__Okuma metni__
•••

“Kahrolsun kendi tahminlerini ileri sürenler-komplo teorisyenleri! Onlar ki bir sarhoşluk ve cehalet içinde şuursuzdurlar”(Zariyat:10-11)

Burada komplo teorisyenleri şiddetli bir şekilde kınanmıştır. Çünkü bunlar kendi hayalleri üzerinde bir strateji oluşturuyor ve bununla nizam vereceklerini zannediyorlar. Ama Kur’an bunların kahrolmaya mahkum olduklarını buyuruyor. Neden? Çünkü komplo teorisi üreterek bunun üzerinde siyaset yapmak büyük bir kumardır. İlahi iradeyi dikkate almamaktır.

“Medeniyetler çatışması, tarihin sonu” gibi komplo teorileri üzerinden yürütülen siyasetin bedelini herkes ödüyor.

Peygamber (sav), olgunlaşan hurma, üzüm, elma gibi bahçe bitkilerinde rekolte tahminine izin vermiş; ama buğday, arpa, mercimek gibi tarla bitkilerinde rekolte tahminine izin vermemiştir. Buna göre bahçe bitkileri sahipleri daha ürün bahçedeyken uzmanına tahmin ettirmek suretiyle ürünlerini kaldırmadan zekâtlarını verebilirler. Ama tarla bitkileri için bu mümkün değildir. Tarla bitkileri için hasattan sonra sapla saman birbirinden ayrıldıktan sonra zekât çıkarılır. Peki, bu neden böyledir? Çünkü tarla bitkileri bariz değildir. Burada ürünler yerdedir. Daha başını kaldırmamıştır. Onlar için ilahi kader ve takdir belli değildir. Bu nedenle bunlar için tahminde bulunulamaz. Ama ağaç ürünleri yerden yüksektir. Onlar için ilahi kader takdir edilmiştir. Bu nedenle bunlar için tahminde bulunulabilir.

•••

__Yazılı yönerge 1__
Kayıtlarda "The scan above contains the backpack strap" ifadesini içeren satırdan "[311,177,341,278]" ifadesini içeren satıra kadar, bu iki satır da dahil olmak üzere, her şeyi boş satırları atlayarak numaralı bir liste hâlinde düzenleyin.
Okuma metni ile kayıtlar birbirinden bağımsızdır.

__Girdi verisi__
•••

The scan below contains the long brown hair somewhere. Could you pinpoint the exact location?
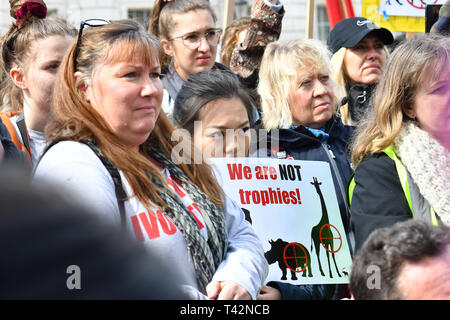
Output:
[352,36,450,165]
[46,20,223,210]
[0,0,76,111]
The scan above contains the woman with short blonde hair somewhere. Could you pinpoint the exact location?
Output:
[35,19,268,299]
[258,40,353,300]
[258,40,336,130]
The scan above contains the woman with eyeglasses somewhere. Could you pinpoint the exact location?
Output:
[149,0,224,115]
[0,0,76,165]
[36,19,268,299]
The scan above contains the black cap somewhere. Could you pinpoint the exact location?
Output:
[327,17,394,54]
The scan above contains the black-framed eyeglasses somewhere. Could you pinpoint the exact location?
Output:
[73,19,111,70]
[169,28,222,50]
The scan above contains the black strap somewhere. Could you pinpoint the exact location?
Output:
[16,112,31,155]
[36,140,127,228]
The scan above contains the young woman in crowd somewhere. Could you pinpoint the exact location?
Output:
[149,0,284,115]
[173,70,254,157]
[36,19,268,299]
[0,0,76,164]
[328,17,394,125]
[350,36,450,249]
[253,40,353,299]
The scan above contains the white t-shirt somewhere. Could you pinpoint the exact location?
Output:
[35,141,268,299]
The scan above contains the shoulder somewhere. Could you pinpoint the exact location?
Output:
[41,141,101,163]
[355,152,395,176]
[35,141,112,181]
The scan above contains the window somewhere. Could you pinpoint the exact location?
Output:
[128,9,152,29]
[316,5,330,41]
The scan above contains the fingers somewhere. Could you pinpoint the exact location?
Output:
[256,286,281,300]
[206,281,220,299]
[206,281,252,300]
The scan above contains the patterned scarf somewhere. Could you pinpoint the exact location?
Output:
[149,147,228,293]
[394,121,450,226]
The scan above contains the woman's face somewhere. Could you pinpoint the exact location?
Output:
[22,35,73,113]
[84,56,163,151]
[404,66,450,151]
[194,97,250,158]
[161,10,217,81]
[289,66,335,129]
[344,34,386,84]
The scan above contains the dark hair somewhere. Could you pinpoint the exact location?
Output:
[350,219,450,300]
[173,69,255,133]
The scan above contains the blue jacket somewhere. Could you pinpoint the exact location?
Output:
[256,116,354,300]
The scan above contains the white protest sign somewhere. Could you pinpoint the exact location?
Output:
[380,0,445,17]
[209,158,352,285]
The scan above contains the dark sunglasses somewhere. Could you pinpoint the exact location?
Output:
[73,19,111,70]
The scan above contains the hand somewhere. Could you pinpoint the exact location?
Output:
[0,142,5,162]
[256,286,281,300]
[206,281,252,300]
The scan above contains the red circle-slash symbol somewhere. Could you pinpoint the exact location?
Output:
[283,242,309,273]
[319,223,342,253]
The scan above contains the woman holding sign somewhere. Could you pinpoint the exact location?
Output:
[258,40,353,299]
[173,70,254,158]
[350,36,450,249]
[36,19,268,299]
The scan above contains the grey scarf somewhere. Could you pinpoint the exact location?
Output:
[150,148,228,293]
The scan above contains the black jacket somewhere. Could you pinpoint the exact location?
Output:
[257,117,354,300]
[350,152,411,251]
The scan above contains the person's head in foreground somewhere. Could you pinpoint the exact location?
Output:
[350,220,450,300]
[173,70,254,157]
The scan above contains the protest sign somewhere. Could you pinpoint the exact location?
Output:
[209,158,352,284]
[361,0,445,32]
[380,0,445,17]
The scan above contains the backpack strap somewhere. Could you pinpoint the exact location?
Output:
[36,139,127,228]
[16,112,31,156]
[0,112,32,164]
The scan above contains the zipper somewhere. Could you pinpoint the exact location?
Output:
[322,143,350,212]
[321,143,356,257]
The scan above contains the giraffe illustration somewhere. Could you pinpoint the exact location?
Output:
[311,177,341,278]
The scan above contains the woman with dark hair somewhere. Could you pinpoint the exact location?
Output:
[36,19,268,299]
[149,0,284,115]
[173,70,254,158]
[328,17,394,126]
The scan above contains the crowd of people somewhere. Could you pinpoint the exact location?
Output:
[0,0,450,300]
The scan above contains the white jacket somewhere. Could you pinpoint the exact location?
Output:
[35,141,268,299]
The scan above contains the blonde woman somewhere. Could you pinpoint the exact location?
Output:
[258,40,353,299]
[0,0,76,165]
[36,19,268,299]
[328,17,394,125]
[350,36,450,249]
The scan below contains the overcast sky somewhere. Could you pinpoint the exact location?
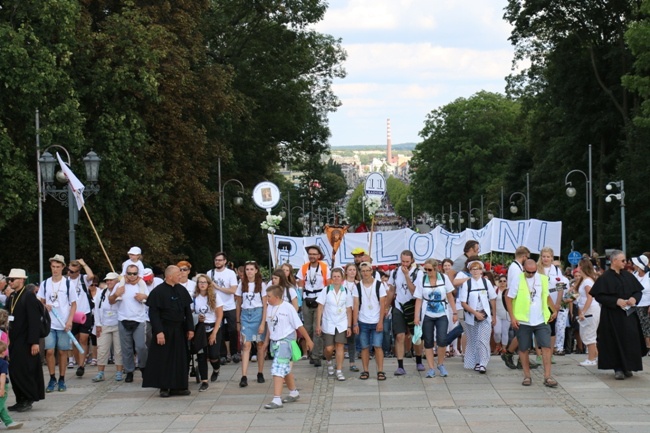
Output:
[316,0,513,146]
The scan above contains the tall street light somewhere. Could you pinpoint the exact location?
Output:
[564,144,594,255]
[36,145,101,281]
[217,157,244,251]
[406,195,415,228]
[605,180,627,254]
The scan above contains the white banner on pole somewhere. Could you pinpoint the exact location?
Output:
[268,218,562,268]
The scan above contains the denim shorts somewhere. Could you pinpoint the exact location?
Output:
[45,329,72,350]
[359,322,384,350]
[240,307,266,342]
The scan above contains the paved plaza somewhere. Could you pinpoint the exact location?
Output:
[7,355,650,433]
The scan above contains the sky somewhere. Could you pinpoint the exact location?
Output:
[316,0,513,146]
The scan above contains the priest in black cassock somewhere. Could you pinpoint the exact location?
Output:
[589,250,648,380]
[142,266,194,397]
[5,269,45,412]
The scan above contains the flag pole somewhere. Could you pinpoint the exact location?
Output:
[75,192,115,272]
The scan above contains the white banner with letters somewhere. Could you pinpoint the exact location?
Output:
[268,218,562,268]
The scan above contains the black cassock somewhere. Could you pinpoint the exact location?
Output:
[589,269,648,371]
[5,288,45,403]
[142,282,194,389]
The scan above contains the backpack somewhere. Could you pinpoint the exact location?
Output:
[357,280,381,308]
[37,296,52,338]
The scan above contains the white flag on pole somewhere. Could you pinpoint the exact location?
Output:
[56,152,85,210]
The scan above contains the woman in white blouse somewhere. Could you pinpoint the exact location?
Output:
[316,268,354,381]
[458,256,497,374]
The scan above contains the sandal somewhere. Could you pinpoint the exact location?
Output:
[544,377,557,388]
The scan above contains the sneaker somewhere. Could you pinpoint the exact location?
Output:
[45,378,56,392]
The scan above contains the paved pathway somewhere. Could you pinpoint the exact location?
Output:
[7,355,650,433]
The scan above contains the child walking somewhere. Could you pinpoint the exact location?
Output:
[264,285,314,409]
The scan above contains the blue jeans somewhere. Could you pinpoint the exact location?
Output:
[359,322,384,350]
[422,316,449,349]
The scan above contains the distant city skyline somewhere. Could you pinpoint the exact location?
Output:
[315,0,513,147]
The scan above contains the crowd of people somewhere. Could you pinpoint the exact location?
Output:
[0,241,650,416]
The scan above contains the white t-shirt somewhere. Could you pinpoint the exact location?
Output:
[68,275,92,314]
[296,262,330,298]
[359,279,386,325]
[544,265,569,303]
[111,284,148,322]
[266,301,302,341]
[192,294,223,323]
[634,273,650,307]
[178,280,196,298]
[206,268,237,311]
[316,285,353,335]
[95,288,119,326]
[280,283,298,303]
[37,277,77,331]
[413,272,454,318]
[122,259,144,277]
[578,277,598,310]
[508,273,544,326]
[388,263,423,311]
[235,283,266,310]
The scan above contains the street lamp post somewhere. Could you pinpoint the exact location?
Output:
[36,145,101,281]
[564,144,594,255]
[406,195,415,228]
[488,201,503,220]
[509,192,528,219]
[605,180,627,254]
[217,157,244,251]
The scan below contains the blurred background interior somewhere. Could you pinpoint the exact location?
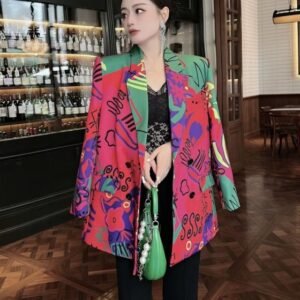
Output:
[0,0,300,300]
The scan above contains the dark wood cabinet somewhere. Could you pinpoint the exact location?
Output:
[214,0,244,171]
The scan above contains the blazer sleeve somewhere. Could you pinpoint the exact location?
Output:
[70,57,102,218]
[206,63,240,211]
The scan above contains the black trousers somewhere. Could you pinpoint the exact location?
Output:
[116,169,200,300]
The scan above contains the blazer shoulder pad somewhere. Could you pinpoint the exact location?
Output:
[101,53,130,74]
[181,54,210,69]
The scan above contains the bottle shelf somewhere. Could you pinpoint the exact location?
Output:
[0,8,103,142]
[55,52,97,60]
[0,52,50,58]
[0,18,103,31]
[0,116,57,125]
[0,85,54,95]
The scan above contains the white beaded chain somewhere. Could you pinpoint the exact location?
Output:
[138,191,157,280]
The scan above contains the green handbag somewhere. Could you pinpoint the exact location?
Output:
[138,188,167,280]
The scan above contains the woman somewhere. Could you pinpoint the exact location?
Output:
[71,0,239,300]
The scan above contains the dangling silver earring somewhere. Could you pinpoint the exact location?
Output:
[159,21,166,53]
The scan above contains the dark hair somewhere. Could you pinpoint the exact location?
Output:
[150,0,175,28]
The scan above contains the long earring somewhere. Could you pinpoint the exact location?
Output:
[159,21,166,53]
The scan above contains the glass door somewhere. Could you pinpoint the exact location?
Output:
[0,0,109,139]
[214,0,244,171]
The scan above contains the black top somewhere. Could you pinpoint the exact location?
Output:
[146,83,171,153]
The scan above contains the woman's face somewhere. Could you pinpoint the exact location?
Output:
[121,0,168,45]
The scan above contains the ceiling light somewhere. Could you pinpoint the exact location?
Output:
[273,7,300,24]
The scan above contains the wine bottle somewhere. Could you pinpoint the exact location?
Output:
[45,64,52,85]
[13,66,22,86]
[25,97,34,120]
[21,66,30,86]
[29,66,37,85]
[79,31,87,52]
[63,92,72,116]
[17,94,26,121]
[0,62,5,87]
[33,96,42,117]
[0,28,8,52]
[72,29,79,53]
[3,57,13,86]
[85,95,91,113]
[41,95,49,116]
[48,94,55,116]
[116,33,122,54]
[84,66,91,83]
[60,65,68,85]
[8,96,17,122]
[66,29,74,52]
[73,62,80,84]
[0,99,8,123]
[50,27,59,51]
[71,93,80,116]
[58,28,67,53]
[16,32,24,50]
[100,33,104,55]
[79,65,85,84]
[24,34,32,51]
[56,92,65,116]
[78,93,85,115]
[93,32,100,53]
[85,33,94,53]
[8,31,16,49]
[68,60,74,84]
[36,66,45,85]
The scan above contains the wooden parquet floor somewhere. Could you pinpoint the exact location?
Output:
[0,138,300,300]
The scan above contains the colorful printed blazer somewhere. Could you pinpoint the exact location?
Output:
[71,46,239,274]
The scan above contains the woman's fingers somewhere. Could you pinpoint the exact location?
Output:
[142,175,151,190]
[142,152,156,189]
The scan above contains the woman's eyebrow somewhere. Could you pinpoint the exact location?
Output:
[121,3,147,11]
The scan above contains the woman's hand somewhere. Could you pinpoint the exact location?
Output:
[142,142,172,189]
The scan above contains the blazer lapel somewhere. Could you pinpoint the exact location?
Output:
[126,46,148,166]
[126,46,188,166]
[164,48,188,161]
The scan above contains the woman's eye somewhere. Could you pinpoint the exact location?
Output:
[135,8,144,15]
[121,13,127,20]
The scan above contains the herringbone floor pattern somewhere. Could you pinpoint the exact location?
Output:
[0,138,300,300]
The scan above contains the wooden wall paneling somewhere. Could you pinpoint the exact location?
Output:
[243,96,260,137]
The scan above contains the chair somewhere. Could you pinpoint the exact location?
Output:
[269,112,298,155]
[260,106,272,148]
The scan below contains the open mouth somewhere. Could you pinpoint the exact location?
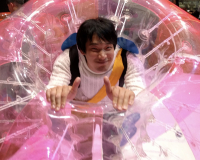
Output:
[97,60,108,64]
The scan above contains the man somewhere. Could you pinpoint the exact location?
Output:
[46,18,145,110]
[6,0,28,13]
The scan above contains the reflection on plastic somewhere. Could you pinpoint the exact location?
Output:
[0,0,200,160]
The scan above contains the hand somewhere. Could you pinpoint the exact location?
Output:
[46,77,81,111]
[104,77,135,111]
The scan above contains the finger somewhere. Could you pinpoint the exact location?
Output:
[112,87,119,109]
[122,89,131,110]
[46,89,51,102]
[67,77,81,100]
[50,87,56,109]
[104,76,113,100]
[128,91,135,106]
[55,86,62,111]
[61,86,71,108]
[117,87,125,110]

•••

__Yazılı yönerge 2__
Okuma metninde “Peygamber (sav), olgunlaşan hurma” sözleriyle başlayan paragrafı, ana bilgilerini koruyarak madde madde yeniden yazın.

__Yazılı çözüm 1__
1. The scan above contains the backpack strap somewhere. Could you pinpoint the exact location?
2. Output:
3. [36,139,127,228]
4. [16,112,31,156]
5. [0,112,32,164]
6. The scan above contains the zipper somewhere. Could you pinpoint the exact location?
7. Output:
8. [322,143,350,212]
9. [321,143,356,257]
10. The scan above contains the giraffe illustration somewhere. Could you pinpoint the exact location?
11. Output:
12. [311,177,341,278]

__Yazılı çözüm 2__
- Peygamber (sav), hurma, üzüm, elma gibi olgunlaşan bahçe bitkilerinde rekolte tahminine izin vermiştir. Buğday, arpa, mercimek gibi tarla bitkilerinde ise buna izin vermemiştir.
- Bahçe bitkilerinin sahipleri, ürün henüz bahçedeyken bir uzmana tahmin ettirebilir ve ürünü kaldırmadan zekâtını verebilir.
- Tarla bitkilerinde bu mümkün değildir. Zekât, hasattan sonra sap ile saman birbirinden ayrıldıktan sonra çıkarılır.
- Bunun nedeni tarla bitkilerinin bariz olmamasıdır. Ürün yerdedir ve henüz başını kaldırmamıştır. Onlar için ilahi kader ve takdir belli değildir, bu yüzden tahminde bulunulamaz.
- Ağaç ürünleri ise yerden yüksektir. Onlar için ilahi kader takdir edilmiştir, bu yüzden tahminde bulunulabilir.